----- Record excerpts
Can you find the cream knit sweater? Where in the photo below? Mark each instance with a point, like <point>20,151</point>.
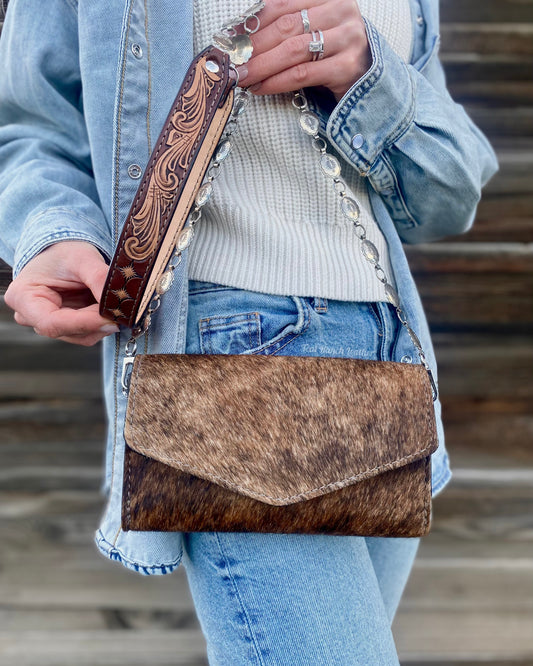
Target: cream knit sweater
<point>274,223</point>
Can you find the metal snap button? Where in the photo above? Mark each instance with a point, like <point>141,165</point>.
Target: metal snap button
<point>134,171</point>
<point>357,141</point>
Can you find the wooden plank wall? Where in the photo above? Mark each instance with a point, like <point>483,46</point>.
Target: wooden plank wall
<point>470,598</point>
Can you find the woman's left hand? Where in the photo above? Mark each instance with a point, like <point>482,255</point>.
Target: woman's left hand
<point>281,60</point>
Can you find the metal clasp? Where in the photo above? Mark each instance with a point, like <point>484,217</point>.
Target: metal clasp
<point>127,365</point>
<point>434,390</point>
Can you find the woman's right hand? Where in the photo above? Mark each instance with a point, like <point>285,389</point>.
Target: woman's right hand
<point>58,291</point>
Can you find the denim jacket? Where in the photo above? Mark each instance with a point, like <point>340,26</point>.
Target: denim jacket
<point>85,87</point>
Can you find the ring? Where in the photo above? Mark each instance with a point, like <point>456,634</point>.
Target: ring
<point>305,20</point>
<point>316,45</point>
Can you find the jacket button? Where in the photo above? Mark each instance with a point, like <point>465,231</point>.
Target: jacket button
<point>134,171</point>
<point>357,141</point>
<point>136,50</point>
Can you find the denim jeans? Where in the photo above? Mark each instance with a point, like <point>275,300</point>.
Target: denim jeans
<point>294,600</point>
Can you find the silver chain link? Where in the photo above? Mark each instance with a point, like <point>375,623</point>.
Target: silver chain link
<point>330,166</point>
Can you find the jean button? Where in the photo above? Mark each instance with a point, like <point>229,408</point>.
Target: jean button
<point>357,141</point>
<point>134,171</point>
<point>136,49</point>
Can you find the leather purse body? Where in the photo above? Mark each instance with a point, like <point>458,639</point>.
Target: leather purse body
<point>250,442</point>
<point>278,444</point>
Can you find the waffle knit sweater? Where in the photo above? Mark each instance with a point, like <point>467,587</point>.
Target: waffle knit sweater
<point>274,222</point>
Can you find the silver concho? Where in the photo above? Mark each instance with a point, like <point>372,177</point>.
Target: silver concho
<point>241,49</point>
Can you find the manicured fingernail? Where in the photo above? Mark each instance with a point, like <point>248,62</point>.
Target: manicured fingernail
<point>109,328</point>
<point>242,70</point>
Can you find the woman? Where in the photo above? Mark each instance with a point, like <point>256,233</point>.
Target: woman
<point>274,269</point>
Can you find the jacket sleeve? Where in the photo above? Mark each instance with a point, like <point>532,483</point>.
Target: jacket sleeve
<point>47,189</point>
<point>399,127</point>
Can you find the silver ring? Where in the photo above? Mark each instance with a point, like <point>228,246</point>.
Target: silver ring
<point>316,45</point>
<point>305,20</point>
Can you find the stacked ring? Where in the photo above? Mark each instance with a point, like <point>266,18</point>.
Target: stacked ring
<point>316,45</point>
<point>305,20</point>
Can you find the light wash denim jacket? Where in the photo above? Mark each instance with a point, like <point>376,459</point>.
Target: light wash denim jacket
<point>80,104</point>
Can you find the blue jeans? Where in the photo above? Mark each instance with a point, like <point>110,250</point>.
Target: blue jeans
<point>294,600</point>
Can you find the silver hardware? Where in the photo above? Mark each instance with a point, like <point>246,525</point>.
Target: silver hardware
<point>253,30</point>
<point>165,282</point>
<point>134,171</point>
<point>204,194</point>
<point>350,209</point>
<point>212,66</point>
<point>184,239</point>
<point>309,122</point>
<point>223,150</point>
<point>223,41</point>
<point>357,141</point>
<point>330,165</point>
<point>370,251</point>
<point>316,45</point>
<point>127,367</point>
<point>241,49</point>
<point>339,186</point>
<point>136,49</point>
<point>305,20</point>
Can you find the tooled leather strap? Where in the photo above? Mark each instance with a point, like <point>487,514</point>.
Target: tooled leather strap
<point>168,187</point>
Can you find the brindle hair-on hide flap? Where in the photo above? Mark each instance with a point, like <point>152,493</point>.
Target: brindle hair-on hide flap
<point>278,444</point>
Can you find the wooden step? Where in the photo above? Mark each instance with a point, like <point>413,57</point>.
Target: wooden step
<point>488,11</point>
<point>488,38</point>
<point>477,284</point>
<point>469,579</point>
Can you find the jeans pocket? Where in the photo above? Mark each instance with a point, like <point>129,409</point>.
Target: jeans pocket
<point>227,320</point>
<point>230,334</point>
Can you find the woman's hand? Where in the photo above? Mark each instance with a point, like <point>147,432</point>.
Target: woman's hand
<point>281,60</point>
<point>57,294</point>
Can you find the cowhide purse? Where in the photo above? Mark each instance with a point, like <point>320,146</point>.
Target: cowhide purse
<point>243,442</point>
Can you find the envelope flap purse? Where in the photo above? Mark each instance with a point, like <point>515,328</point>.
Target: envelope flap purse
----------
Rewrite all of the data above as a numbered list, one line per item, skipping blank lines and leaving out the pictures.

## [Answer]
1. Can you find the cream knit sweater? Where in the photo below? Mark each instance with a point, like <point>20,151</point>.
2. Target: cream knit sweater
3. <point>274,223</point>
4. Can you find the metal snap button? Where in the photo above? Mark each instance with a point, like <point>141,165</point>.
5. Target: metal snap button
6. <point>134,171</point>
7. <point>357,141</point>
8. Can you find the wooden plank wall? Where in the photo above? Mark each instance with a point, like <point>483,46</point>.
9. Target: wooden plank wall
10. <point>470,598</point>
11. Can you find the woman's left hand? Where in the photo above? Mark each instance with a point, like <point>482,255</point>.
12. Target: woman's left hand
13. <point>281,60</point>
14. Can you find the metal clasp? Where in the photo above? Mark each instance with a point, like <point>484,217</point>.
15. Target: metal clasp
16. <point>127,365</point>
17. <point>434,390</point>
18. Can you find the woman's right hand? Where in the photo above? Mark each instance with a point, like <point>285,389</point>.
19. Target: woman's right hand
20. <point>58,291</point>
21. Can you find the denim jacket? Where in the photo above? Mark each instance with a point, like <point>340,26</point>.
22. Target: denim jacket
23. <point>85,87</point>
24. Can you find the ring? Where in the photo above? Mark each instance with a point, like <point>456,634</point>.
25. Target: ring
26. <point>305,20</point>
27. <point>316,45</point>
28. Can you find the jacket button? Where in the photo above? Mark each instance with a point, like <point>465,231</point>.
29. Target: jacket button
30. <point>134,171</point>
31. <point>357,141</point>
32. <point>136,50</point>
33. Can you find the denim jeans? Where in the photo above? Mark each instance with a point, like <point>275,300</point>.
34. Target: denim jeans
35. <point>294,600</point>
36. Can you find the silver chain link? Where in the photo above? Mark each instance with a point, like <point>375,623</point>.
37. Target: silver chain link
38. <point>330,166</point>
39. Can you find the jean button? Where in the photo above? Mark each instance with a point, like <point>229,408</point>.
40. Target: jean button
41. <point>357,141</point>
42. <point>134,171</point>
43. <point>136,49</point>
44. Can you find the leather purse body? Where in the photo above? Mark each instance with a point, like <point>458,639</point>.
45. Target: leather purse body
46. <point>250,442</point>
47. <point>278,444</point>
48. Can you find the waffle knit sweater? Where in the photo above? Mark each instance with a point, like <point>467,587</point>.
49. Target: waffle knit sweater
50. <point>274,222</point>
51. Can you find the silver concho? Where in the photo above? Mark each instance with a point, like <point>372,177</point>.
52. Target: silver concho
53. <point>241,49</point>
54. Can you find the manicured fingernail? Where in the photo above? Mark each instance with a point, like <point>248,62</point>.
55. Target: manicured fingernail
56. <point>109,328</point>
57. <point>242,70</point>
58. Can you find the woman? Where in the photo above? Mark each instance with a point, like <point>256,233</point>.
59. Target: woman
60. <point>274,269</point>
61. Can you find the jacket sleeve? Where in the photo above? Mark each instance with a point, like <point>532,483</point>.
62. Target: jacket sleeve
63. <point>47,189</point>
64. <point>399,127</point>
65. Can you find the silver ring? Where in the photo above? Mark each instance with a point, like <point>228,246</point>.
66. Target: silver ring
67. <point>316,45</point>
68. <point>305,20</point>
69. Can you find the stacked ring? Where in the photo above? Mark each instance with a point, like <point>266,18</point>.
70. Target: stacked ring
71. <point>316,45</point>
72. <point>305,20</point>
73. Can you find the light wash denim jacket? Where in the photo above? Mark each instance with a point, like <point>376,459</point>.
74. Target: light wash denim jacket
75. <point>80,104</point>
76. Can you find the blue jeans? Where in the photo above? Mark each instance with a point, like <point>110,250</point>.
77. Target: blue jeans
78. <point>294,600</point>
79. Can you find the silver hardware? Where in the photo above? Mark each instance with a point, like <point>246,525</point>.
80. Target: silver hardware
81. <point>253,30</point>
82. <point>165,282</point>
83. <point>134,171</point>
84. <point>204,194</point>
85. <point>350,209</point>
86. <point>212,66</point>
87. <point>184,239</point>
88. <point>309,122</point>
89. <point>223,150</point>
90. <point>223,41</point>
91. <point>357,141</point>
92. <point>330,165</point>
93. <point>370,251</point>
94. <point>316,45</point>
95. <point>127,367</point>
96. <point>241,49</point>
97. <point>339,186</point>
98. <point>136,49</point>
99. <point>305,20</point>
100. Can you find the tooled leather strap? Where in the photo above? Mark each instance with a point, like <point>487,514</point>.
101. Target: tooled leather strap
102. <point>168,187</point>
103. Can you find the brindle hair-on hide flap? Where in the photo above? Mark each instance with a point, like <point>152,493</point>.
104. Target: brindle hair-on hide flap
105. <point>278,444</point>
106. Can you find the wooden step? Where in the photo above? Mark each instance with a point, like <point>413,57</point>.
107. Target: wooden step
108. <point>488,11</point>
109. <point>488,38</point>
110. <point>477,284</point>
111. <point>469,579</point>
112. Can you find the jeans pocket? Where in the photo above? Mark each instance with a point, like <point>129,409</point>.
113. Target: jeans pocket
114. <point>227,320</point>
115. <point>230,334</point>
116. Can you find the woman's hand? Where in the photo above? Mark each instance with a point, like <point>147,432</point>.
117. Target: woman's hand
118. <point>281,60</point>
119. <point>57,294</point>
120. Can you find the cowhide purse? Where in the photo above? Mark each instance with a point, like <point>320,146</point>.
121. Target: cowhide purse
122. <point>243,442</point>
123. Can you find the envelope flap purse? Where in the photo above? Mark each instance with a point, like <point>515,328</point>.
124. Target: envelope flap purse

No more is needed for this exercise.